Task brief
Begin at the line that contains "Query: submerged grass" and repeat every line from there to the end of the records below, inclusive, without adding any other line.

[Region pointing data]
_ _ _ _ _
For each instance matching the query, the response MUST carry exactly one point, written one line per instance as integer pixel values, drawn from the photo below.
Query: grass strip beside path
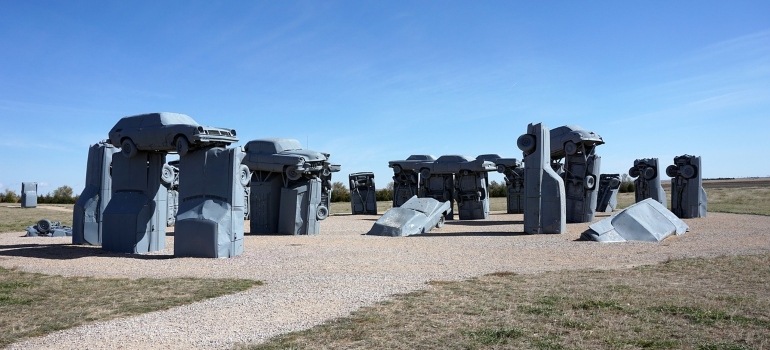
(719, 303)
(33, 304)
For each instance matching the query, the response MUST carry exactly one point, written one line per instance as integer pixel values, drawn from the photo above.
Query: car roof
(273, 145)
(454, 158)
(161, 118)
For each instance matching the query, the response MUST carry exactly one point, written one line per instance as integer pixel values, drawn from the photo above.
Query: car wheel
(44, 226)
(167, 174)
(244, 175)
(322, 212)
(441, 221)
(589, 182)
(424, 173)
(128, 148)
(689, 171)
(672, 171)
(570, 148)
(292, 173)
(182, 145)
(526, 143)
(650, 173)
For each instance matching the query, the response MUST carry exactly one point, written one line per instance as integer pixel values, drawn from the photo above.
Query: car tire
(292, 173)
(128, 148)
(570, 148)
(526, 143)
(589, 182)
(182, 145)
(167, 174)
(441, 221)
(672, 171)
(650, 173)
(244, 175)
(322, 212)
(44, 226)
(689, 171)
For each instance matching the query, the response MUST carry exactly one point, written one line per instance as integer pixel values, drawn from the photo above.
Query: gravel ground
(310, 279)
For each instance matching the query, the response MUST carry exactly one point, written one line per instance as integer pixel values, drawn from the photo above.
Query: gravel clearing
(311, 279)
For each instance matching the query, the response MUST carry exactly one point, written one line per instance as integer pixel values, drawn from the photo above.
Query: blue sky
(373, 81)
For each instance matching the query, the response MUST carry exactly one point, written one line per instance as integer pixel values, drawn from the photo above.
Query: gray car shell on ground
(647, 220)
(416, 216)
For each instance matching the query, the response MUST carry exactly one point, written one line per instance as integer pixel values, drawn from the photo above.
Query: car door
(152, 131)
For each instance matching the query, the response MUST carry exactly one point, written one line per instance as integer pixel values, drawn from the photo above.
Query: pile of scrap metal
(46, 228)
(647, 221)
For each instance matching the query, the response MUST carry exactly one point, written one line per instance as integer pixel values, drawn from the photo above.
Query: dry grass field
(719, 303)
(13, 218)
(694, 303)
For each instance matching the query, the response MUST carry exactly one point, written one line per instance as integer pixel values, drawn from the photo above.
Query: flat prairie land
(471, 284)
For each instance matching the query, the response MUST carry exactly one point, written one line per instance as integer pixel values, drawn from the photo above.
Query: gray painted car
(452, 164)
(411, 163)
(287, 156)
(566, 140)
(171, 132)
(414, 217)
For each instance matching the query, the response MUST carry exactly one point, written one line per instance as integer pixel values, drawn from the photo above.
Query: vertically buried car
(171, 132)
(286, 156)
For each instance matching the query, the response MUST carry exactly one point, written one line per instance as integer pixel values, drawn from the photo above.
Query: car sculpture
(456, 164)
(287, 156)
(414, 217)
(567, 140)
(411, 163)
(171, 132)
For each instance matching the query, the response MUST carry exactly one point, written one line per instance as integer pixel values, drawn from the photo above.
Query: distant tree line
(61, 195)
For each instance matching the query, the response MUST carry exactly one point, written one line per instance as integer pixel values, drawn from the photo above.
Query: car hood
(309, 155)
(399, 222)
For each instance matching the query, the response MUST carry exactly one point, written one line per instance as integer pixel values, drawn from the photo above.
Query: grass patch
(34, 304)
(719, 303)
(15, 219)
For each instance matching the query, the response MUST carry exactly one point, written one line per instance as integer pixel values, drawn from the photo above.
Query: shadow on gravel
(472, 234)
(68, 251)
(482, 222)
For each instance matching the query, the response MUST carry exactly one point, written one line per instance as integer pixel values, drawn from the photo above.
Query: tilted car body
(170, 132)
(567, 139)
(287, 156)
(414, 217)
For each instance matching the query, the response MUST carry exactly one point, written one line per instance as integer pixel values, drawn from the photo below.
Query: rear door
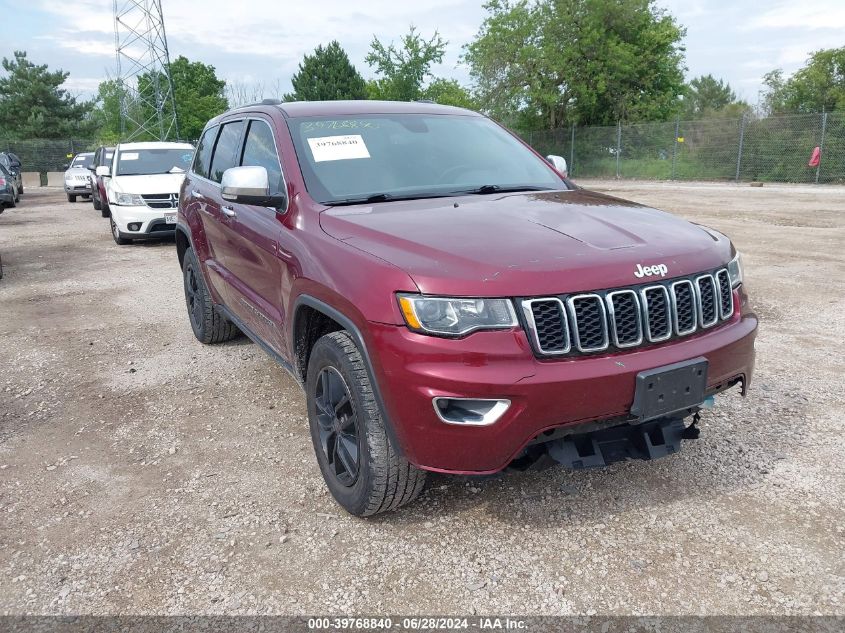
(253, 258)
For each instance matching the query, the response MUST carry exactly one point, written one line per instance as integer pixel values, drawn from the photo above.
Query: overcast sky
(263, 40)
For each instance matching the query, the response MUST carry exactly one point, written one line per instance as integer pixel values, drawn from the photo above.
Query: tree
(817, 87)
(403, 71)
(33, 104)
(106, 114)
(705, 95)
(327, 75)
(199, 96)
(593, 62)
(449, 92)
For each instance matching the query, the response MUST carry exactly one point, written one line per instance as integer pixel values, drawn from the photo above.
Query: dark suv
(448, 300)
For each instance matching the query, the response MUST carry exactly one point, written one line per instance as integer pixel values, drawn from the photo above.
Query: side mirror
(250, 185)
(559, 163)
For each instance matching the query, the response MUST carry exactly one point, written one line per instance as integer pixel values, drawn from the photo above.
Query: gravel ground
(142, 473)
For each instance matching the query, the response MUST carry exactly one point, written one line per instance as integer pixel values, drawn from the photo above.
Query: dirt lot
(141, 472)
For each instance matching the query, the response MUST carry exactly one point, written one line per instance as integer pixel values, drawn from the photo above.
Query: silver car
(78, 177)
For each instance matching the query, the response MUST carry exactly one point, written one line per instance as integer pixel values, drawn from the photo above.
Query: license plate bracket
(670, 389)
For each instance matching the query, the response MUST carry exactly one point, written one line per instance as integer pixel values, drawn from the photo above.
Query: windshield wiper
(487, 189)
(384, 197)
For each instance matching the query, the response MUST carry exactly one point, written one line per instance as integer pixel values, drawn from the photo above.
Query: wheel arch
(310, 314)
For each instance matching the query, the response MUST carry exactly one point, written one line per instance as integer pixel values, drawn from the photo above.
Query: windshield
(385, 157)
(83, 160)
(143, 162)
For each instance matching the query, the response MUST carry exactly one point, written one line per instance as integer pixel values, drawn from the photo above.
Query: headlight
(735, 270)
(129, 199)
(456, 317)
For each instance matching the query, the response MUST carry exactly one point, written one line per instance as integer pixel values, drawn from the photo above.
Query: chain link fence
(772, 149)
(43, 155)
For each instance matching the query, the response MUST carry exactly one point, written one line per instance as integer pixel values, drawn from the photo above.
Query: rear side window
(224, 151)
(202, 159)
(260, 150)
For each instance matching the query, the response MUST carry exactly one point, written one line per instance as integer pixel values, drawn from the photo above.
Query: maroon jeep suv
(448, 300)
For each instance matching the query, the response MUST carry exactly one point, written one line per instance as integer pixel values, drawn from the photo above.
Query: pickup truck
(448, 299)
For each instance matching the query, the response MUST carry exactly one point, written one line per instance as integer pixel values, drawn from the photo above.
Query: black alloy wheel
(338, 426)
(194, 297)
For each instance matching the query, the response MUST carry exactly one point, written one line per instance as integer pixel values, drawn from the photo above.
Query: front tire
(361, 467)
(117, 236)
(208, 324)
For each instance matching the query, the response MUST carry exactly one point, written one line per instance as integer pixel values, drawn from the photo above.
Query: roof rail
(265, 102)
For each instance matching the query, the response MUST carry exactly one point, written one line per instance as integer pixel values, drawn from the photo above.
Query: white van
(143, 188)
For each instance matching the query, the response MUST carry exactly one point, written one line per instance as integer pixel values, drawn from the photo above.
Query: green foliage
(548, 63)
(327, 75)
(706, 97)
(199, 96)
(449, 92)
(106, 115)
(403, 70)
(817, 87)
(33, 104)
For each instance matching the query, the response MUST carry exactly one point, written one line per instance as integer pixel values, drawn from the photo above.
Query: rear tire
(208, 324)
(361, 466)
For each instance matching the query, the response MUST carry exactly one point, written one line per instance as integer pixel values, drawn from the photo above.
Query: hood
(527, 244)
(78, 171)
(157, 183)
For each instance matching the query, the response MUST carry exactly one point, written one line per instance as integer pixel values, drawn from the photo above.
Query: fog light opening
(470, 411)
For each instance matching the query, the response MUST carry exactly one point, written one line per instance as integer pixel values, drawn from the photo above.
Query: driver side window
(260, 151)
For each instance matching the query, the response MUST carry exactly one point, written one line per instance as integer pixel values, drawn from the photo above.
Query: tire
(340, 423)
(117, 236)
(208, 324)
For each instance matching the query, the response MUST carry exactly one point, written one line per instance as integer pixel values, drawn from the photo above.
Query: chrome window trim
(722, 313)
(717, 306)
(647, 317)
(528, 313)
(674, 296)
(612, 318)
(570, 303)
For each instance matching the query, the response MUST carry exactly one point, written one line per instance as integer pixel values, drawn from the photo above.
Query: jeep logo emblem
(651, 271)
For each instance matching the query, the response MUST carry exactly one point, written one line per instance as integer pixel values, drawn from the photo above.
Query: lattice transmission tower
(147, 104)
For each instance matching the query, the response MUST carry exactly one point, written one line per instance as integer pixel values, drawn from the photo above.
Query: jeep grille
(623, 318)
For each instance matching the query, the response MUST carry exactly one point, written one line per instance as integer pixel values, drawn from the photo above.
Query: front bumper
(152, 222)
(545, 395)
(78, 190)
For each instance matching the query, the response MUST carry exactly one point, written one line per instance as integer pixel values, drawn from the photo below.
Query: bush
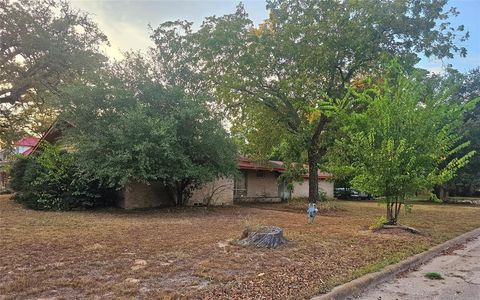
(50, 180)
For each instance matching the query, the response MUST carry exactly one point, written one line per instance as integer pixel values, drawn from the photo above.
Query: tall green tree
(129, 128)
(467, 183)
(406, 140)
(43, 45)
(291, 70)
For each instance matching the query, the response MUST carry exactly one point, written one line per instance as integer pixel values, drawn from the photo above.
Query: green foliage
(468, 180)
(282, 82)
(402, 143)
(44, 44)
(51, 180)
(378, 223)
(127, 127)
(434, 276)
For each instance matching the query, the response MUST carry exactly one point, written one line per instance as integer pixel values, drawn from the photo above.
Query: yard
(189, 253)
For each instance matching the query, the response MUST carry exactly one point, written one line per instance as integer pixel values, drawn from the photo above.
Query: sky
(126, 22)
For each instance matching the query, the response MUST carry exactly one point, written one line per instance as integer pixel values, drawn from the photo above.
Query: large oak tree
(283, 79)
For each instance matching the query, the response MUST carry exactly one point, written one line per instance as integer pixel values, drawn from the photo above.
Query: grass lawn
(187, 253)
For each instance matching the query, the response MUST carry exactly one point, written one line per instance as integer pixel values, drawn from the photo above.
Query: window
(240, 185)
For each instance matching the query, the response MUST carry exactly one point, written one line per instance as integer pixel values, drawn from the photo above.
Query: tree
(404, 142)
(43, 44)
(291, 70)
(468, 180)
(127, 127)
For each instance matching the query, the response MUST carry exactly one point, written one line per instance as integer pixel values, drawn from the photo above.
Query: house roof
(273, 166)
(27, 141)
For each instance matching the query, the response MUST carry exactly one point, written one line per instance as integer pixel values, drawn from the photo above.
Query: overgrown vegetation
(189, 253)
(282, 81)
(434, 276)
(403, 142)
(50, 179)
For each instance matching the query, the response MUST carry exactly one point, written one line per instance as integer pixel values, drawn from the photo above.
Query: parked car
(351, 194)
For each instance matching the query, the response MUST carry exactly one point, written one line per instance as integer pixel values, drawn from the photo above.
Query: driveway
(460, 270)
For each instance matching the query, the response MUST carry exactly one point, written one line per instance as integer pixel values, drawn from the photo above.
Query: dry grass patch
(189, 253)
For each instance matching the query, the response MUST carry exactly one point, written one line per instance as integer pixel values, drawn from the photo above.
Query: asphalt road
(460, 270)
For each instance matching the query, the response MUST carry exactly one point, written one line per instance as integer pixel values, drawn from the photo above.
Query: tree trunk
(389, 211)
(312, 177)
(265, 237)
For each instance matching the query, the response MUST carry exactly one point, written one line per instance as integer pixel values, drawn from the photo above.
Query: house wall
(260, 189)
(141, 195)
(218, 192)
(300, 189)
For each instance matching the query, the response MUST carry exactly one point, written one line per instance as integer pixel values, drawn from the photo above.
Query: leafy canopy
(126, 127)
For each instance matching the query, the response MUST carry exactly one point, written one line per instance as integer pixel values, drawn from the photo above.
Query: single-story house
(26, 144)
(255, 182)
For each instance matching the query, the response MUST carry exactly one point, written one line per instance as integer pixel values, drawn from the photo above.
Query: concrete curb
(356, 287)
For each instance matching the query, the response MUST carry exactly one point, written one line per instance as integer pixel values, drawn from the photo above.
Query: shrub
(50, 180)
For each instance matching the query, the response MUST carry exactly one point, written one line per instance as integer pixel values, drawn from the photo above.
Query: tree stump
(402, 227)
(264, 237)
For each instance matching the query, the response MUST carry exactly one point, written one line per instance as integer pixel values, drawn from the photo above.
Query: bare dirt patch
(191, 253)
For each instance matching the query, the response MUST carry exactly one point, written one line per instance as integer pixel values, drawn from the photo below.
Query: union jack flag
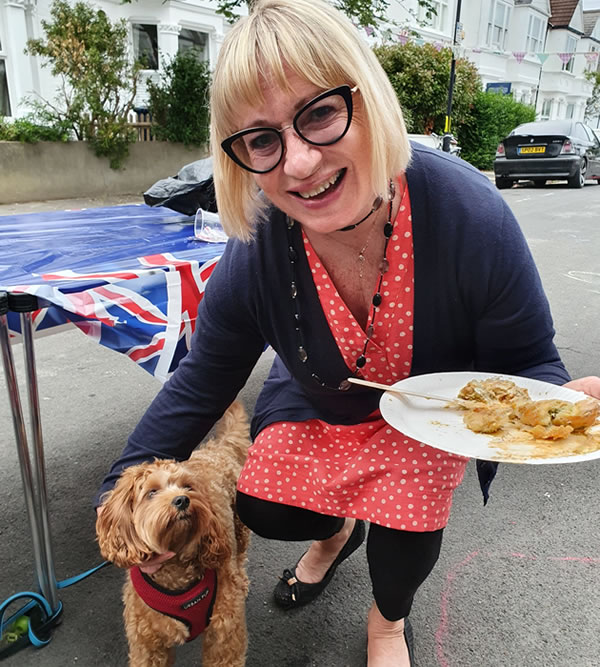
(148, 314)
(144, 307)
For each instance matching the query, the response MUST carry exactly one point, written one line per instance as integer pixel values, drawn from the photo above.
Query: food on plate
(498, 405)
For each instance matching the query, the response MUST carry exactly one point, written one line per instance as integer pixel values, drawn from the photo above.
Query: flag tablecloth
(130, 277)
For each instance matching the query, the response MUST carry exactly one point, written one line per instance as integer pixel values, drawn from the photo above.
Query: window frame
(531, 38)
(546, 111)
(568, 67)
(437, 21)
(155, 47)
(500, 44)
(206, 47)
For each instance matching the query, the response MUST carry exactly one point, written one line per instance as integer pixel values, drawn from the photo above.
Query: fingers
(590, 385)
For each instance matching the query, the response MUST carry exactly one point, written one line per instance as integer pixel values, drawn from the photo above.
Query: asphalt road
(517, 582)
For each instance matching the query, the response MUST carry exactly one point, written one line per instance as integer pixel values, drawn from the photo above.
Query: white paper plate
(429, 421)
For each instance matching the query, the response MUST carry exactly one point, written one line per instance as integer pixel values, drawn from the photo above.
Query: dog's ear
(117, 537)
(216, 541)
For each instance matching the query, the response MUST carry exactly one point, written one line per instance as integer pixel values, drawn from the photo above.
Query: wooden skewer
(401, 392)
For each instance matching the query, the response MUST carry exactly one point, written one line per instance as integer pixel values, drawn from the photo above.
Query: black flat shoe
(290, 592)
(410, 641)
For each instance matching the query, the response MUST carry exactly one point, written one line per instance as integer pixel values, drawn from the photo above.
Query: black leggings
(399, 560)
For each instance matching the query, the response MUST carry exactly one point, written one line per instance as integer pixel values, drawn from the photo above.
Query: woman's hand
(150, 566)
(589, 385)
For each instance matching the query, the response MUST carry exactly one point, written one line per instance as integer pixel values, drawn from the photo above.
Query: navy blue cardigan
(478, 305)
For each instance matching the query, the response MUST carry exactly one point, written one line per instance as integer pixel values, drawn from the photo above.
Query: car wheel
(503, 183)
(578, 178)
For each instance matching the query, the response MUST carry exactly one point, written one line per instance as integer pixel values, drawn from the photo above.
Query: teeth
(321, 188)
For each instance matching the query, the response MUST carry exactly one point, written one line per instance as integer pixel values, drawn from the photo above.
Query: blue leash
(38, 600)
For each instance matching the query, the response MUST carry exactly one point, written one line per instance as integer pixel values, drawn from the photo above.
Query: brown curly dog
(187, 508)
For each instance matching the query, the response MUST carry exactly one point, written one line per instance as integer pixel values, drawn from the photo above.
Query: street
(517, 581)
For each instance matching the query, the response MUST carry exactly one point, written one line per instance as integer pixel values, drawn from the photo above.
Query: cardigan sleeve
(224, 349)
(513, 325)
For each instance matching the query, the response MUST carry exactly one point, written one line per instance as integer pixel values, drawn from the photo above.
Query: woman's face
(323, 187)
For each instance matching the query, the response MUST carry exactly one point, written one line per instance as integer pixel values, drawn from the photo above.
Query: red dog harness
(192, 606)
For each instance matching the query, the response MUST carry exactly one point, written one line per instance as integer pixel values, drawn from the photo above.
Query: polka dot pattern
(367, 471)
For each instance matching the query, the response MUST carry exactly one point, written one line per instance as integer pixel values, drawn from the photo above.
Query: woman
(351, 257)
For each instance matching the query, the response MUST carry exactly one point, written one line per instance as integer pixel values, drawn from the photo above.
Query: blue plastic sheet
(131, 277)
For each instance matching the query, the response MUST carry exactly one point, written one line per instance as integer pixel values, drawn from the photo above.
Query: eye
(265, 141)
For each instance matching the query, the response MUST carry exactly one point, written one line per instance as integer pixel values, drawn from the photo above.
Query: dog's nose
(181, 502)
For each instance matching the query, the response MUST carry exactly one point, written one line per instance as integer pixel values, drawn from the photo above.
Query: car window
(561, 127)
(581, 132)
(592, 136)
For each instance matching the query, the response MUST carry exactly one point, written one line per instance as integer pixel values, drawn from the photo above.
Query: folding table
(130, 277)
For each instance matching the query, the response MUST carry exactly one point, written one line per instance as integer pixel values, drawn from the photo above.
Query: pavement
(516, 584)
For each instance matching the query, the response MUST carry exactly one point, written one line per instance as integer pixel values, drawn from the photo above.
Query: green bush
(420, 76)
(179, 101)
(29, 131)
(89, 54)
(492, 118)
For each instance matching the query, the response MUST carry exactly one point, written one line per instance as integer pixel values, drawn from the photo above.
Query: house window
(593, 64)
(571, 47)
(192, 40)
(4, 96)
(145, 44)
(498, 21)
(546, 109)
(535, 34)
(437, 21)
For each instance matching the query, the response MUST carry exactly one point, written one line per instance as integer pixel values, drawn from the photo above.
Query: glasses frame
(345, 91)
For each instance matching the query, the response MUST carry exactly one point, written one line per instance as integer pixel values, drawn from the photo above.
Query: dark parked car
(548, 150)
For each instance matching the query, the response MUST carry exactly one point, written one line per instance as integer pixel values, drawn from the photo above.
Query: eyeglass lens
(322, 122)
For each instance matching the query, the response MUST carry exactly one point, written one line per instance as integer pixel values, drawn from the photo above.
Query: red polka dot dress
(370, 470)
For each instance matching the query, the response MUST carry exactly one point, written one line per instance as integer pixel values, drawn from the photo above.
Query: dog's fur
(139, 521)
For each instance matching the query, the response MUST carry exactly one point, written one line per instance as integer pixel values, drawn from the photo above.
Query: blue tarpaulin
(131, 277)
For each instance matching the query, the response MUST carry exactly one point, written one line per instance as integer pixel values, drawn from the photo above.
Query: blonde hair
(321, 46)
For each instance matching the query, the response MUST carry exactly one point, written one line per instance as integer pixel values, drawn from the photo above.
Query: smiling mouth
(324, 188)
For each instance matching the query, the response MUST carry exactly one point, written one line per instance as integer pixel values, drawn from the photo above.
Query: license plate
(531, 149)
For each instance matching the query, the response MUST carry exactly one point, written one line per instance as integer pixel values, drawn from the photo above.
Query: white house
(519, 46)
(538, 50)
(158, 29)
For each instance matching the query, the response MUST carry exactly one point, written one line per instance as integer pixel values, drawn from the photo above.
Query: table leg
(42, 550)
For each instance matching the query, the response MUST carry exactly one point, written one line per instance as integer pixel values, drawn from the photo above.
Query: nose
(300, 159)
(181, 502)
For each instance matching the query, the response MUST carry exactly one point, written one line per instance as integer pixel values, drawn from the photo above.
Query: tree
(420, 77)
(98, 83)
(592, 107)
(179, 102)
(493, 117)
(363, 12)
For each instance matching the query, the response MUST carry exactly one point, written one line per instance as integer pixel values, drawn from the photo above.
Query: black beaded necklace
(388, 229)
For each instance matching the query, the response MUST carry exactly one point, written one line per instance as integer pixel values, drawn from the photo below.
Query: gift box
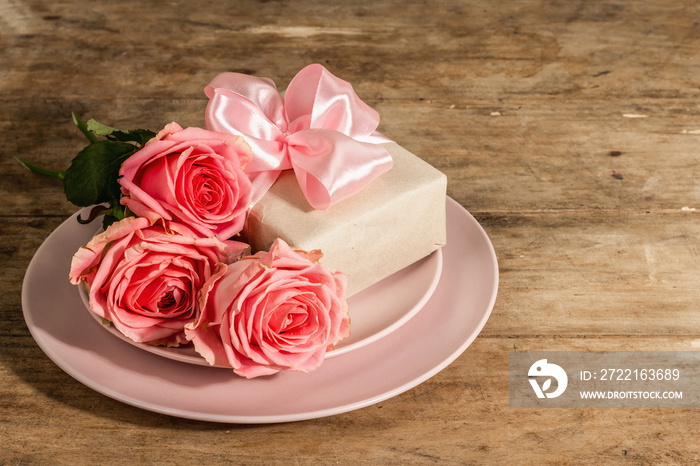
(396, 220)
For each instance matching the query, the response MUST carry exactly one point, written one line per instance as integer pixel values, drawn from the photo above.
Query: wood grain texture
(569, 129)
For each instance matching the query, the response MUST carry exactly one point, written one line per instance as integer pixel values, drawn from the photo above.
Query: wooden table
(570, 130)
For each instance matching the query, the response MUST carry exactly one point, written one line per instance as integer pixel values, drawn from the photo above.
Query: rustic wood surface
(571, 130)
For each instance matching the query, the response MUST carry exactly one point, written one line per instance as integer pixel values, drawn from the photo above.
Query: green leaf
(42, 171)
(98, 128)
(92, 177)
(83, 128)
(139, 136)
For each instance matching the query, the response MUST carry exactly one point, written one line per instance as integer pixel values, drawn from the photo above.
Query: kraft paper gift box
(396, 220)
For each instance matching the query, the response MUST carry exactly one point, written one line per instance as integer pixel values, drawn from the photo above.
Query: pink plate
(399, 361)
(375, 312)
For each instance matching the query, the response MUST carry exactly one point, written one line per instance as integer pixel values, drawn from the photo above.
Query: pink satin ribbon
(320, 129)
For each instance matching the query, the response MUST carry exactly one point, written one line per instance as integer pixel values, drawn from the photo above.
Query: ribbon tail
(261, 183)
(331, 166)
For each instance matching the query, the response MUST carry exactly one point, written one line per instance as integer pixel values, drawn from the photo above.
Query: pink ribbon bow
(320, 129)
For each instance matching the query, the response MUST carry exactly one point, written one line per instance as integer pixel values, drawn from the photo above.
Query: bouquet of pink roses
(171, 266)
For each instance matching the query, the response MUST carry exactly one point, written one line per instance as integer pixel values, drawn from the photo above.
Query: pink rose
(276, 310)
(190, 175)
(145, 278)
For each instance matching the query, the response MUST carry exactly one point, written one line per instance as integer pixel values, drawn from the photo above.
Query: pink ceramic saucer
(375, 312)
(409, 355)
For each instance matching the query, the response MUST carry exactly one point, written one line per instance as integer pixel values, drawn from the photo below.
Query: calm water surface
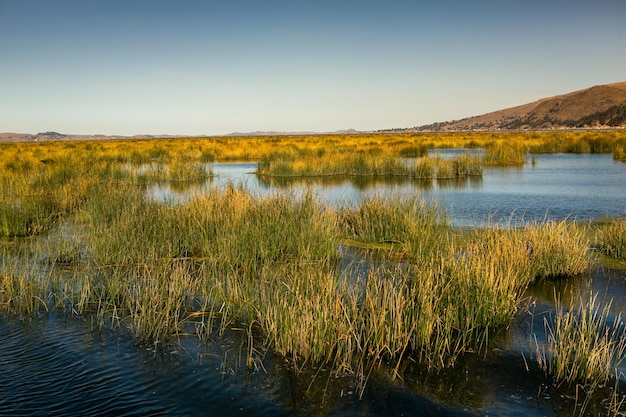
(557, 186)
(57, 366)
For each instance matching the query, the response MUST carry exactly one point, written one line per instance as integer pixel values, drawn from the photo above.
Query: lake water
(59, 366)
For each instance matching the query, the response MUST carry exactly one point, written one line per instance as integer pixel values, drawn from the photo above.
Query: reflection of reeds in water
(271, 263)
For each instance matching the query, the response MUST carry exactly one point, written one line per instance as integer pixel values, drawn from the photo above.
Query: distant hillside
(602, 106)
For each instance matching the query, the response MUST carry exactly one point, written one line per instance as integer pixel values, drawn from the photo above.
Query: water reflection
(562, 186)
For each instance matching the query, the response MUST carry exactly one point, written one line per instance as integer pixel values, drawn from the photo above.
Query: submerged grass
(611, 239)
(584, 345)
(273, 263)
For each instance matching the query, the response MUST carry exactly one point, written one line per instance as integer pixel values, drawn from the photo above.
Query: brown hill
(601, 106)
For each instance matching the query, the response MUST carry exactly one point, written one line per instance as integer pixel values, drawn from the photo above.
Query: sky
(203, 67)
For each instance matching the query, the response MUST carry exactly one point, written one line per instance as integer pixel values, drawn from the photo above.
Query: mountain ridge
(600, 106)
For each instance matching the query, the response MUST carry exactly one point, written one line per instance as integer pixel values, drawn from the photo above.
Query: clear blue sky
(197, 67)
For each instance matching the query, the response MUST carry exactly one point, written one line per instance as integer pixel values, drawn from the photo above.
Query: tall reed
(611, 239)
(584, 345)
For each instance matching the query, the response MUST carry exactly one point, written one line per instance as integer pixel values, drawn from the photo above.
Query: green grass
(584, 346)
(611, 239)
_ _ _ _ _
Result
Query: submerged grass
(611, 239)
(584, 345)
(273, 263)
For each instance matching the query, the response MUST carry exactly one point, written one line per instance as integer pixel values, drawn from the photo above.
Query: brown hill
(601, 106)
For each instance matching the query, the response MUST carry exactly one point, written one line per instance as integer pixel values, drawn from the photo above.
Query: sky
(203, 67)
For each instance matching the query, the response MUST carry exactly one point, written one line per instance as integer pixel values, drawn from the photo above.
Query: mountain ridge
(600, 106)
For each instance matching the query, the response MUST carry exactly one point, written one line per instance as integer pixel values, drawn from the photo above.
Query: clear blue sky
(197, 67)
For each instance matching the query, the response MUST carry exactly one point, written one line per instance as integer pixel values, drawn from the photo above.
Query: tall reed
(611, 239)
(584, 345)
For each instance matching the query, the response MUST carry exactly one point, written one line per instance as integer pixel values, drawn from the photo above.
Query: green grass
(584, 346)
(611, 239)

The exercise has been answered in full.